Extracted records →

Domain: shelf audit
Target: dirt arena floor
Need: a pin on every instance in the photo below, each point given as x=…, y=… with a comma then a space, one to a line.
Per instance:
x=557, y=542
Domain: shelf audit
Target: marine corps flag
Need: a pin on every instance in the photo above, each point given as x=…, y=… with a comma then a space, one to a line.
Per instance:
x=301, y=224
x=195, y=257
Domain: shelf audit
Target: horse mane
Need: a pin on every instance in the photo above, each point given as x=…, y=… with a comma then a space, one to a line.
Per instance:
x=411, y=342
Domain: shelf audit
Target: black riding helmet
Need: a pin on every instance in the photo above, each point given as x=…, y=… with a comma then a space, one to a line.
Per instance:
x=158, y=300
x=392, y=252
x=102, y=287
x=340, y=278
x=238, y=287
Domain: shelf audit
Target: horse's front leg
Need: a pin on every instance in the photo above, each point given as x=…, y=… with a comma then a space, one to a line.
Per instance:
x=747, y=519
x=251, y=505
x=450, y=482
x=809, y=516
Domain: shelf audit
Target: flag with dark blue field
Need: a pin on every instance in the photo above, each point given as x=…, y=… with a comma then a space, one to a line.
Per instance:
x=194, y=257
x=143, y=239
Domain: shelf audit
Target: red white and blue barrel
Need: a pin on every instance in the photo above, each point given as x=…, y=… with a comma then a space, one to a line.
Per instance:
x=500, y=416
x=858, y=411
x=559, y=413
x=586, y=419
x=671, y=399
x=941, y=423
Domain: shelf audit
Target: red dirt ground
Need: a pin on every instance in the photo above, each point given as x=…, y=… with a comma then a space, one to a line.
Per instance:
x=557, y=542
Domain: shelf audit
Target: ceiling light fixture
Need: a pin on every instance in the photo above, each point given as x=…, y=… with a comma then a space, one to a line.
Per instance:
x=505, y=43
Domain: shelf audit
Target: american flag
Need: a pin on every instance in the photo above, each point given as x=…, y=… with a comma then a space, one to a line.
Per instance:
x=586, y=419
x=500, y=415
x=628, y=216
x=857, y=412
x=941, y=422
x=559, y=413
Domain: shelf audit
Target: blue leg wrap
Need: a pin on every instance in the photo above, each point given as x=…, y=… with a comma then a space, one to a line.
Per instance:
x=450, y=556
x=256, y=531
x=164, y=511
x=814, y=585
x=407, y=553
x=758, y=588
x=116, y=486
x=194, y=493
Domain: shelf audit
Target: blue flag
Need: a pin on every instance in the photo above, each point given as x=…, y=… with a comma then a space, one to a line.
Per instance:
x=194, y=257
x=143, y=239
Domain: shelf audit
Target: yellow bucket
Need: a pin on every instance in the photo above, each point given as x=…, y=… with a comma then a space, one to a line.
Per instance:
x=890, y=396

Problem statement → Please copy all of the items above line for line, without changing a single character.

Output for this exercise →
Domain: shelf audit
Target: dirt arena floor
Need: a pin on every instance in the photo below, each point given as x=…, y=… with a comma then a space, one to a line.
Per instance:
x=557, y=542
Domain: shelf audit
Target: marine corps flag
Need: a pin on every instance in the photo above, each point given as x=…, y=… with a comma then a space, one to a line.
Per instance:
x=301, y=224
x=195, y=257
Domain: shelf audit
Target: horse mane
Need: a pin on every instance in the photo above, each point given as x=…, y=… with a comma then a space, one to a line.
Per instance:
x=411, y=342
Domain: shelf audit
Target: black riding helmet
Need: a pin on every instance in the photo above, each point given as x=…, y=… with a comma then a space, one to a line.
Per instance:
x=158, y=300
x=392, y=252
x=102, y=287
x=340, y=278
x=238, y=287
Domain: shelf audit
Target: horse's front leg
Need: a pin on every instance in the photo above, each point given as x=…, y=… with a comma then a space, one to a line.
Per instance:
x=747, y=519
x=251, y=505
x=450, y=482
x=809, y=516
Domain: shelf audit
Target: flag with dark blue field
Need: a pin on every instance in the photo above, each point given as x=…, y=… with a comma then a space, one to a line.
Per instance:
x=194, y=257
x=143, y=239
Domain: shelf audit
Target: red white and blue barrel
Need: a pin on every instance in the photo above, each point given as x=…, y=… with a comma then a space, one to a line.
Per instance:
x=500, y=416
x=858, y=411
x=559, y=413
x=586, y=419
x=671, y=399
x=941, y=423
Domain: shelf audit
Target: red dirt ground
Need: a pin on every instance in the photo above, each point given as x=…, y=… with a comma then a space, one to a line.
Per instance:
x=557, y=542
Domain: shelf audit
Target: ceiling light fixture
Need: a pin on every instance in the photo above, each point given as x=…, y=… with a comma then a space, one to a line.
Per instance:
x=505, y=43
Domain: shelf audit
Target: american flag
Need: a pin on every instance in the photo above, each point given as x=…, y=… with a comma then a space, one to a line.
Per instance:
x=586, y=419
x=500, y=415
x=628, y=216
x=857, y=412
x=941, y=422
x=559, y=413
Domain: shelf audit
Target: blue leg wrap
Need: a pin on every instance in the photo above, each point given as x=…, y=… with a comma then a space, one to a line.
Per instance:
x=450, y=556
x=256, y=531
x=164, y=511
x=814, y=585
x=407, y=553
x=758, y=588
x=116, y=486
x=194, y=493
Domain: shelf audit
Target: blue flag
Need: a pin on every instance in the photo above, each point given as x=…, y=… with a comma then a space, one to a line.
Per instance:
x=194, y=257
x=143, y=239
Domain: shelf audit
Target: yellow bucket
Need: a pin on every instance in the photo above, each point given as x=…, y=… with a comma then a space, one to a line.
Per instance:
x=890, y=396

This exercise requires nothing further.